____ Data records

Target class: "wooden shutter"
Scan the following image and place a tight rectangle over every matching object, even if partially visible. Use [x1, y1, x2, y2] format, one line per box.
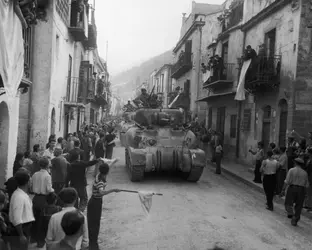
[242, 109, 251, 131]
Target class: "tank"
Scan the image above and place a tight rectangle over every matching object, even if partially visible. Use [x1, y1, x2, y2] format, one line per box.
[124, 108, 206, 182]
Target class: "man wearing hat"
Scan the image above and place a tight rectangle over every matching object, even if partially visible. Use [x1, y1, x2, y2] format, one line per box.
[287, 133, 299, 170]
[281, 158, 309, 226]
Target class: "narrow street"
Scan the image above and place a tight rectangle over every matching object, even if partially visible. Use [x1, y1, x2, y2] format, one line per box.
[86, 143, 312, 250]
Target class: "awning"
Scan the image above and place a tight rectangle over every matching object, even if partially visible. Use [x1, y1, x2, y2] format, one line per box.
[196, 91, 236, 102]
[64, 102, 85, 108]
[95, 95, 108, 106]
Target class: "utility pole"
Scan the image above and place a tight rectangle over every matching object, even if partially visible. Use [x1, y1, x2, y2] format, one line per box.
[106, 41, 108, 66]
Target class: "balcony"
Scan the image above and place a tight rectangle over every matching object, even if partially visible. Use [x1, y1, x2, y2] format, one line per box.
[68, 1, 87, 42]
[83, 7, 97, 50]
[203, 63, 237, 89]
[64, 77, 84, 107]
[87, 79, 95, 102]
[241, 55, 281, 93]
[171, 52, 193, 79]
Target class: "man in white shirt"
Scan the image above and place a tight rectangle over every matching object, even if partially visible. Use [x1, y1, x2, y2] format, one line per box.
[9, 170, 35, 250]
[32, 157, 54, 248]
[46, 188, 89, 250]
[42, 139, 56, 160]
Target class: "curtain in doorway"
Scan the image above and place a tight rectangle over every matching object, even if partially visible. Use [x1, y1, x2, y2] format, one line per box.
[0, 0, 24, 98]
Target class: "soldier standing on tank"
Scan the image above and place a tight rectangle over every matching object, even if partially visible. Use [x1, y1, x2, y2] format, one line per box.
[133, 88, 149, 107]
[123, 100, 135, 112]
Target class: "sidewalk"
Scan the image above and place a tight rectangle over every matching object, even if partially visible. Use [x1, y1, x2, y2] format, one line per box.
[207, 160, 312, 220]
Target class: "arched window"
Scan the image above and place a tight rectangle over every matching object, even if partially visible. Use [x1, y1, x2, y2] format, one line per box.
[50, 108, 56, 135]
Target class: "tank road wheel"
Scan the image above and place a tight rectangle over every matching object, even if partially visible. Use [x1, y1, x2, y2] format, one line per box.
[125, 149, 129, 168]
[186, 166, 204, 182]
[125, 149, 145, 182]
[129, 165, 145, 182]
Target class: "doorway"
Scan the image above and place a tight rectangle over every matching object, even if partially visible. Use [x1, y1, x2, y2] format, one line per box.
[262, 105, 272, 153]
[64, 107, 70, 138]
[50, 108, 56, 135]
[278, 99, 288, 147]
[216, 107, 225, 138]
[0, 102, 9, 188]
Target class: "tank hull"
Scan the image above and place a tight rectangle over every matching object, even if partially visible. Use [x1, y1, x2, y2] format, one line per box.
[124, 127, 206, 182]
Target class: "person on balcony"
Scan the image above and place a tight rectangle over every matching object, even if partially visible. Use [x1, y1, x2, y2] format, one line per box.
[209, 55, 224, 82]
[243, 45, 258, 82]
[178, 50, 184, 63]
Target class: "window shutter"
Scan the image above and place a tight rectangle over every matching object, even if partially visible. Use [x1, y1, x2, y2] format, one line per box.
[242, 109, 251, 131]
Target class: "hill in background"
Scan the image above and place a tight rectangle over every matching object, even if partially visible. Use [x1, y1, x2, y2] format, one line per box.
[111, 50, 172, 100]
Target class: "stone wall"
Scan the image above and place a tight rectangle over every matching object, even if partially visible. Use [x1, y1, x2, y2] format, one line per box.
[236, 1, 300, 164]
[0, 93, 20, 188]
[292, 0, 312, 137]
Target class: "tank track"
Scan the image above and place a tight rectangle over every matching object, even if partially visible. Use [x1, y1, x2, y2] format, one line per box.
[125, 149, 145, 182]
[186, 166, 204, 182]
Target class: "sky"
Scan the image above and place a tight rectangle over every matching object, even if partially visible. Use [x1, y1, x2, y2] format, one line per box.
[94, 0, 224, 75]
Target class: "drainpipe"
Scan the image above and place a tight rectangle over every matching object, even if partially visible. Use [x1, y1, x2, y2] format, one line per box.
[27, 26, 35, 151]
[236, 31, 246, 159]
[197, 27, 203, 117]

________

Show each line above that contains the word "window".

Target class: "arched window"
Target class: "window shutter"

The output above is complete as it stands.